▸ **PAGE EXCERPT**
^^^^

To form a structure with decreased background signal by roughening the optical fiber surface, reactive ion etching (RIE) was performed using the Au NPs as a mask (RIE 80 plus, Oxford instrument). As a result, the optical fiber surface not covered with the Au NP was roughened and the reflection from the surface was decreased.

The relationship between the surface roughness and the reflected light on the optical fiber surface which is not occupied by the Au NPs is shown in Eq. (2).

$$ R_{s} = R_{0} { \exp }\left[ { - 4\left( {\pi \sigma } \right)^{2} /\lambda^{2} } \right] $$
(2)

^^^^

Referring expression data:

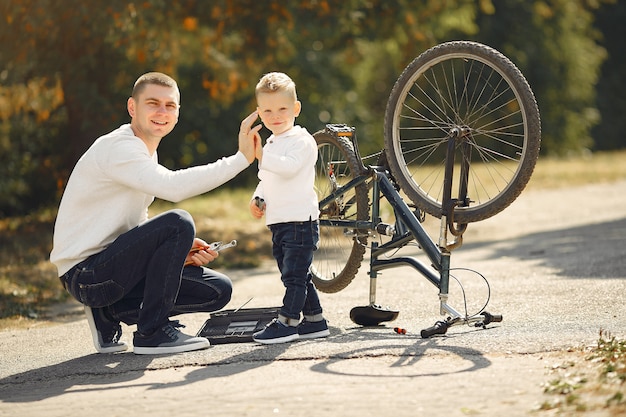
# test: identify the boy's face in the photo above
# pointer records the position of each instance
(278, 111)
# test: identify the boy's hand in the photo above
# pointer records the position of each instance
(257, 207)
(248, 135)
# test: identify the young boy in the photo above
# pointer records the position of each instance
(286, 196)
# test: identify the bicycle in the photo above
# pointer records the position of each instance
(462, 135)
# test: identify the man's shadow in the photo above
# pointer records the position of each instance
(108, 371)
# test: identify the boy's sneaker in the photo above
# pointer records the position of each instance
(104, 332)
(276, 332)
(167, 339)
(313, 329)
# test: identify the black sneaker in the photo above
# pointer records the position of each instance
(276, 332)
(104, 332)
(168, 339)
(313, 329)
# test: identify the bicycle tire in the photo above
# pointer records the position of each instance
(339, 255)
(462, 84)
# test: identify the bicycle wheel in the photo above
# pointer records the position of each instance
(340, 252)
(473, 87)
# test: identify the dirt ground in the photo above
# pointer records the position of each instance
(556, 267)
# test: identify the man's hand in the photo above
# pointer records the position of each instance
(249, 138)
(200, 254)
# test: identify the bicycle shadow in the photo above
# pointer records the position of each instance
(404, 364)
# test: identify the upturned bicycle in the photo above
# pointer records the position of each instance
(462, 135)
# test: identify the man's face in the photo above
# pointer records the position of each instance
(155, 112)
(278, 111)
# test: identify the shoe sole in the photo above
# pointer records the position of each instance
(118, 347)
(315, 335)
(277, 340)
(162, 350)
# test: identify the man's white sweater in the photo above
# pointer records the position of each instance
(111, 187)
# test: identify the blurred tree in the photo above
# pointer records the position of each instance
(611, 100)
(67, 68)
(555, 45)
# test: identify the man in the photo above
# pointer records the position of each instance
(123, 266)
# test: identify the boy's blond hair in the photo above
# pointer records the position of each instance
(275, 82)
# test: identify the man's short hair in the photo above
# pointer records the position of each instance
(157, 78)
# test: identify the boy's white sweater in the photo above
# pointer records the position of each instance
(287, 176)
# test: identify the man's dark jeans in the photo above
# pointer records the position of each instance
(293, 245)
(138, 277)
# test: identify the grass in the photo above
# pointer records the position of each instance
(28, 282)
(592, 384)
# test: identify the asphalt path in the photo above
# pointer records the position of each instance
(555, 263)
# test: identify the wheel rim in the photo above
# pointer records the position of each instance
(460, 90)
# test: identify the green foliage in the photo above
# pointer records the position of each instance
(554, 44)
(80, 58)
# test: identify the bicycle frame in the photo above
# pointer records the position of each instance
(407, 228)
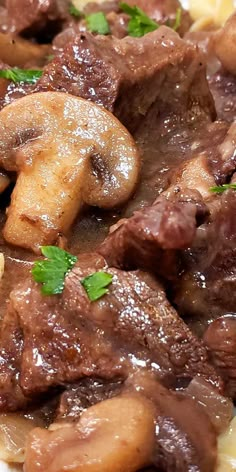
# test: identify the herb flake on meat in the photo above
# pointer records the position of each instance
(97, 23)
(139, 24)
(222, 188)
(21, 75)
(52, 271)
(74, 11)
(96, 285)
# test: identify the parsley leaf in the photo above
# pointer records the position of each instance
(178, 17)
(97, 23)
(52, 271)
(222, 188)
(95, 285)
(74, 11)
(139, 24)
(21, 75)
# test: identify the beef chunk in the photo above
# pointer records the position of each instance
(184, 439)
(144, 70)
(180, 423)
(25, 15)
(84, 394)
(223, 88)
(220, 338)
(65, 338)
(153, 237)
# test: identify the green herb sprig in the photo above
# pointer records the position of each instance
(139, 23)
(74, 11)
(52, 271)
(97, 23)
(21, 75)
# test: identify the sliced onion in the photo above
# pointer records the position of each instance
(218, 407)
(14, 430)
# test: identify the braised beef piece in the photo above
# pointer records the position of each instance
(185, 438)
(24, 16)
(146, 70)
(62, 339)
(220, 338)
(154, 236)
(206, 289)
(77, 398)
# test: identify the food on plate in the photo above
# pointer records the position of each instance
(117, 236)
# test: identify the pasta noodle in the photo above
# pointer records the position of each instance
(210, 12)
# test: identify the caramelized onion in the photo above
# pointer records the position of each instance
(14, 430)
(218, 407)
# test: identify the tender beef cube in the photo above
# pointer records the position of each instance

^^^^

▸ **WHAT TO DO**
[1] In the optical fiber etching passage, what served as the mask during reactive ion etching?
[2] List each distinct symbol in Eq. (2) of the optical fiber etching passage. Leave out numbers and the exponential function.
You won't need the rows for any of this.

▸ **EXPECTED RESULTS**
[1] The Au NPs.

[2] R_s, R_0, π, σ, λ